▶ [Task objective]: Print out the data below. Do not alter a single line.

▶ [Supplied material]:

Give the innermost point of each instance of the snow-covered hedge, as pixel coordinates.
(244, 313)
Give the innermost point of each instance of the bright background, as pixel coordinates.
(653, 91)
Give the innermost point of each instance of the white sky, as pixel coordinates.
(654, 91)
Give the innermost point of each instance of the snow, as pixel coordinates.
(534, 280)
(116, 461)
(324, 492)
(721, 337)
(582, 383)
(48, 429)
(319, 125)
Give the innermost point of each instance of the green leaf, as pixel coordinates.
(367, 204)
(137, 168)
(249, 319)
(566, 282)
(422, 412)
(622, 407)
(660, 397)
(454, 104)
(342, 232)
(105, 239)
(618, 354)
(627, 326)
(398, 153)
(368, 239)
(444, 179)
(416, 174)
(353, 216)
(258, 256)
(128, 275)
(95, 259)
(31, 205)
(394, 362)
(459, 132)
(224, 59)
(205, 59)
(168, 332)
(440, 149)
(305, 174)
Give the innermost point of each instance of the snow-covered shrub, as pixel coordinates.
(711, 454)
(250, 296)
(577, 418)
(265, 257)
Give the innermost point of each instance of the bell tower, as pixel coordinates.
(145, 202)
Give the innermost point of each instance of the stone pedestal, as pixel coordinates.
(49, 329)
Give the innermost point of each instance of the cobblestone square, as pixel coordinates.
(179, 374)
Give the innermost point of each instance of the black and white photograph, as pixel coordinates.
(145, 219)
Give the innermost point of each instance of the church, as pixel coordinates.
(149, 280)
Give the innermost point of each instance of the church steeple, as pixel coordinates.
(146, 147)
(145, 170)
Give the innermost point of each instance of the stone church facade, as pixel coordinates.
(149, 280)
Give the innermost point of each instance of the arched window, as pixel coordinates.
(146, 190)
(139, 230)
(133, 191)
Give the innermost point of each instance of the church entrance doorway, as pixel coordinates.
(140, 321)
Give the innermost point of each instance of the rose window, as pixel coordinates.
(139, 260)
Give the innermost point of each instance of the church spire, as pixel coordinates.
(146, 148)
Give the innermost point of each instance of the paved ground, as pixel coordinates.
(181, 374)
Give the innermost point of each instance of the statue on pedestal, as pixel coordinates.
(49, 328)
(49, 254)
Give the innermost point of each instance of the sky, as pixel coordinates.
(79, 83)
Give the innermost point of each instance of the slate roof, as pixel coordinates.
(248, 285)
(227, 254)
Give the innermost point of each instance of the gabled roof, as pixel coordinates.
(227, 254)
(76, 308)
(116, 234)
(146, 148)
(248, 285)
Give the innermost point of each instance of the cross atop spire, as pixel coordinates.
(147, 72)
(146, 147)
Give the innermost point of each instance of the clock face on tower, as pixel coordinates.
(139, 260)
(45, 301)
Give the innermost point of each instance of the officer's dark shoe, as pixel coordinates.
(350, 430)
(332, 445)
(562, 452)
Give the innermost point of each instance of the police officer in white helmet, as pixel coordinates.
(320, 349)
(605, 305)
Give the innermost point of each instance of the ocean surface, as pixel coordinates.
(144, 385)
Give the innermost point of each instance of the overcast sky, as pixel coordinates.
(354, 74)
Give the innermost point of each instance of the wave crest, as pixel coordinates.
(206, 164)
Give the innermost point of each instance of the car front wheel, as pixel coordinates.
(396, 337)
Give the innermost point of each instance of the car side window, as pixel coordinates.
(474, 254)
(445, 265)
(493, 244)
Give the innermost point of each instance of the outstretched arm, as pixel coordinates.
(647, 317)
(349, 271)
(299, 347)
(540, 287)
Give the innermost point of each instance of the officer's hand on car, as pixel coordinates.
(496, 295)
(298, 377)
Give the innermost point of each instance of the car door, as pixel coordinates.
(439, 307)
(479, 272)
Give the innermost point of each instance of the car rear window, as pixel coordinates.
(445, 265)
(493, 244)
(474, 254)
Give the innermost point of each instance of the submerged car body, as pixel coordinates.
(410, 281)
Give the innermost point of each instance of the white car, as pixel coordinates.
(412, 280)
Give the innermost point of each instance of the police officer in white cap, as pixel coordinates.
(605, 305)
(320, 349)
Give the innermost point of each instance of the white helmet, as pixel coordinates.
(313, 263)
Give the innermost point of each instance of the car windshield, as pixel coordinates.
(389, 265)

▶ [Output]:
Give the innermost point of each instance of the snow-covered hedge, as pixel coordinates.
(244, 313)
Give the innermost point of each instance of the bright background, as pixel coordinates.
(653, 91)
Give the innermost point of each instance of the white sky, as pixel coordinates.
(654, 91)
Give the innermost point of each instance of the snow, as pixel coordinates.
(534, 280)
(116, 461)
(324, 492)
(721, 337)
(582, 383)
(48, 429)
(319, 125)
Give the innermost point of each instance of the green leaf, as pixel coordinates.
(367, 204)
(137, 168)
(249, 319)
(566, 282)
(422, 412)
(622, 407)
(660, 397)
(454, 104)
(342, 232)
(105, 239)
(618, 354)
(627, 326)
(398, 153)
(368, 239)
(444, 179)
(416, 174)
(353, 216)
(258, 256)
(128, 275)
(95, 259)
(31, 205)
(394, 362)
(459, 132)
(224, 59)
(205, 59)
(168, 332)
(440, 149)
(305, 174)
Give the innermost point of each instance of the snow-covered shrub, as pixel coordinates.
(711, 454)
(250, 296)
(577, 418)
(265, 257)
Give the innermost point of each instance of the bell tower, as pixel coordinates.
(145, 202)
Give the innermost point of each instance of the stone pedestal, as pixel coordinates.
(49, 329)
Give the innermost point of each instance of the cobblestone square, as pixel coordinates.
(179, 374)
Give the innermost point of each instance of the black and white photograph, as pixel coordinates.
(145, 219)
Give the innermost point of each instance of the church, as pixel coordinates.
(149, 280)
Give the innermost point of each instance of the church steeple, as pixel coordinates.
(146, 147)
(145, 170)
Give the innermost point of each instance of the stone church facade, as pixel coordinates.
(149, 280)
Give the innermost point of each instance of the arched window, as pixel coordinates.
(146, 190)
(139, 230)
(133, 191)
Give the innermost point of each instance of the church entrance doorway, as pixel coordinates.
(140, 321)
Give the innermost point of each instance of the rose window, as pixel coordinates.
(139, 260)
Give the innermost point of each instance of the church spire, as pixel coordinates.
(146, 148)
Give the innermost point of each instance of the paved ground, as pixel coordinates.
(181, 374)
Give the innermost point of each instance of the statue on pedestal, as pixel coordinates.
(49, 328)
(49, 254)
Give the innermost point of each instance of the sky, as pixel coordinates.
(79, 83)
Give the innermost point of each instance of the slate roof, as pixel coordinates.
(248, 285)
(227, 254)
Give the innermost point of each instance of the gabled roof, as pixel coordinates.
(227, 254)
(76, 308)
(116, 234)
(146, 148)
(248, 285)
Give the innermost point of each instance of the cross atop spire, as pixel coordinates.
(147, 72)
(146, 147)
Give the innermost point of each instance of the clock face on tower, as pixel coordinates.
(139, 260)
(45, 301)
Give the innermost point of each instance of the officer's dark shoe, as pixel coordinates.
(350, 430)
(332, 445)
(562, 452)
Give the innermost point of each instance of the police officer in white helmet, as pixel coordinates.
(320, 349)
(605, 305)
Give the innermost point of each instance of the ocean surface, as pixel coordinates.
(144, 385)
Give the innermost point of each instance of the overcast sky, as pixel coordinates.
(354, 74)
Give the innermost point of each instance of the wave crest, as pixel coordinates.
(206, 164)
Give the innermost point of each instance of the car front wheel, as pixel coordinates.
(396, 337)
Give the innermost point of each instance of the car side window, as pixel coordinates.
(474, 254)
(445, 265)
(493, 244)
Give the innermost point of each instance of the outstretched arm, as pixel coordinates.
(647, 317)
(349, 271)
(299, 347)
(540, 287)
Give the innermost point of each instance of the officer's hand on car, as pixel coordinates.
(496, 295)
(298, 377)
Give the innermost point of each instance of the car door, as pixel coordinates.
(439, 307)
(479, 272)
Give the innermost point of each instance of the car rear window, as pixel coordinates.
(445, 265)
(493, 244)
(474, 254)
Give the innermost point of each instance of the submerged car body, as pixel coordinates.
(410, 281)
Give the innermost point of each instance of the white car, as pixel coordinates.
(412, 280)
Give the innermost point of each instance of the police officer in white cap, as pixel coordinates.
(605, 305)
(320, 349)
Give the innermost point of each instance of the white helmet, as pixel coordinates.
(313, 263)
Give the innermost point of each instance of the car windshield, as pixel coordinates.
(389, 265)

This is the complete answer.